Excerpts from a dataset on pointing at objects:
'''

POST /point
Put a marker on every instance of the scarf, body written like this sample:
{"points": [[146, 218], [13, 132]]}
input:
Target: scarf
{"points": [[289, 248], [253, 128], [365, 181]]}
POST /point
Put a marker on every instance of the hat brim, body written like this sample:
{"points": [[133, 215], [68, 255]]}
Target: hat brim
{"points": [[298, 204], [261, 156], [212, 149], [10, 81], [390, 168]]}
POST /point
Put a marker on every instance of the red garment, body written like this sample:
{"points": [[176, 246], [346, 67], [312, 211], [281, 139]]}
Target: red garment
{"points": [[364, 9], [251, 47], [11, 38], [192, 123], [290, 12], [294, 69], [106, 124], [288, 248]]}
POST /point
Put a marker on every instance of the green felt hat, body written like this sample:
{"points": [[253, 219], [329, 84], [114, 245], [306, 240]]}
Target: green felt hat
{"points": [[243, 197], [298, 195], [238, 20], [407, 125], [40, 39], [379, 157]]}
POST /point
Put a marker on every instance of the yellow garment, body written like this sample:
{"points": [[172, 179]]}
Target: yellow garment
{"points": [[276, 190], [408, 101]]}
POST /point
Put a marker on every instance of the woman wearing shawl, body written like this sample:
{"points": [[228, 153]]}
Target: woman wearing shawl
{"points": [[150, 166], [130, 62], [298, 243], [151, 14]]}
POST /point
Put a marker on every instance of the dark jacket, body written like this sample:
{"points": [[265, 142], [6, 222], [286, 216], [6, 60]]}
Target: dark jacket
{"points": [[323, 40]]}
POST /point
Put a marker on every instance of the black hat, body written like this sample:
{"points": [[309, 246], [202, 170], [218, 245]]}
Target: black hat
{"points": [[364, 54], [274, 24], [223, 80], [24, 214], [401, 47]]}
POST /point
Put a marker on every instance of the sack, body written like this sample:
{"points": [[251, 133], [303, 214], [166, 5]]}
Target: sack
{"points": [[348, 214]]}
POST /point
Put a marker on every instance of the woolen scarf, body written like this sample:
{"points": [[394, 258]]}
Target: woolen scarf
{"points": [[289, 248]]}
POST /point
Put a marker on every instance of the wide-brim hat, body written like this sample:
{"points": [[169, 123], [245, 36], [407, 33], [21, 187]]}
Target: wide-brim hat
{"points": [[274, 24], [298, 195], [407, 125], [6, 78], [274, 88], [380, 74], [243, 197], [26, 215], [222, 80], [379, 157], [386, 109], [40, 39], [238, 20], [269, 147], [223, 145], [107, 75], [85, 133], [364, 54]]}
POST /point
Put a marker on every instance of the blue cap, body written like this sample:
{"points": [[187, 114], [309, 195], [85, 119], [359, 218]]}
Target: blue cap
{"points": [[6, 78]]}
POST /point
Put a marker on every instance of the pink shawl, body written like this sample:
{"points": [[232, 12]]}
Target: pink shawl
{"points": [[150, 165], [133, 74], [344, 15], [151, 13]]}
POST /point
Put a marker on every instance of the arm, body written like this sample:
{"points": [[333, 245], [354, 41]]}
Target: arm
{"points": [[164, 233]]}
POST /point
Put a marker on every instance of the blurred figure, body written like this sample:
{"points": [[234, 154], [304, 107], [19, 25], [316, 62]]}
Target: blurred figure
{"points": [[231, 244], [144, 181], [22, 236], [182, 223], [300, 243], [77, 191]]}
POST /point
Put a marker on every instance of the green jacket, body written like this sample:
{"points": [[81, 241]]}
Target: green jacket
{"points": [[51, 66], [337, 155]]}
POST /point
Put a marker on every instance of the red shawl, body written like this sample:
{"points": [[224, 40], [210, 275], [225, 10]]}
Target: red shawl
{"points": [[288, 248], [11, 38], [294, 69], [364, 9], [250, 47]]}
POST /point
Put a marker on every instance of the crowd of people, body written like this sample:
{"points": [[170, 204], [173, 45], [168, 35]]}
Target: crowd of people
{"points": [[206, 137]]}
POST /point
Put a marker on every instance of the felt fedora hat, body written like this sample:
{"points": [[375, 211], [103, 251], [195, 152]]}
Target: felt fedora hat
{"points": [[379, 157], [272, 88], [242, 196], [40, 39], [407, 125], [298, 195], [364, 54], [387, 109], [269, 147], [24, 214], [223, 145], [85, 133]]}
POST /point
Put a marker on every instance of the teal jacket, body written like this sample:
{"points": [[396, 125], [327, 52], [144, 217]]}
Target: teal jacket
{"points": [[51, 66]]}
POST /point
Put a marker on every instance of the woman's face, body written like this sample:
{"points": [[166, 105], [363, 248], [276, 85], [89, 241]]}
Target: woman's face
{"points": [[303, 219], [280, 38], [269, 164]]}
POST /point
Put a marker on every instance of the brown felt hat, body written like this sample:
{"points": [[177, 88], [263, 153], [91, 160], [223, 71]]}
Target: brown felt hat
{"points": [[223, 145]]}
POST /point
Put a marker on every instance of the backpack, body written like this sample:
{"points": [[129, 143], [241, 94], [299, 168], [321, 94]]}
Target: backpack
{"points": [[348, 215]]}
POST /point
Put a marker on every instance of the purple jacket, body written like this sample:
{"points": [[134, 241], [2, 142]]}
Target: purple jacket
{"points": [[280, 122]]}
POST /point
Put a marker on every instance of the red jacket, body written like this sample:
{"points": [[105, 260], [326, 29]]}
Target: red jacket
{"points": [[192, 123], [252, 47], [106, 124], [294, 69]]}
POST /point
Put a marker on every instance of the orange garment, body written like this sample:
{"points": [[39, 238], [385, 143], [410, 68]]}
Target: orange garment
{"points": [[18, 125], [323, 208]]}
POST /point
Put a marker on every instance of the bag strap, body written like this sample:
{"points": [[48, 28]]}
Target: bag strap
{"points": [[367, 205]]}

'''

*Task brief*:
Report each line of the data above that contains the string "people", copying every such line in full. The match is case-sensitive.

*Reply*:
Put a marker on every instance of the crowd of people, body written like this sample:
Target: crowd of people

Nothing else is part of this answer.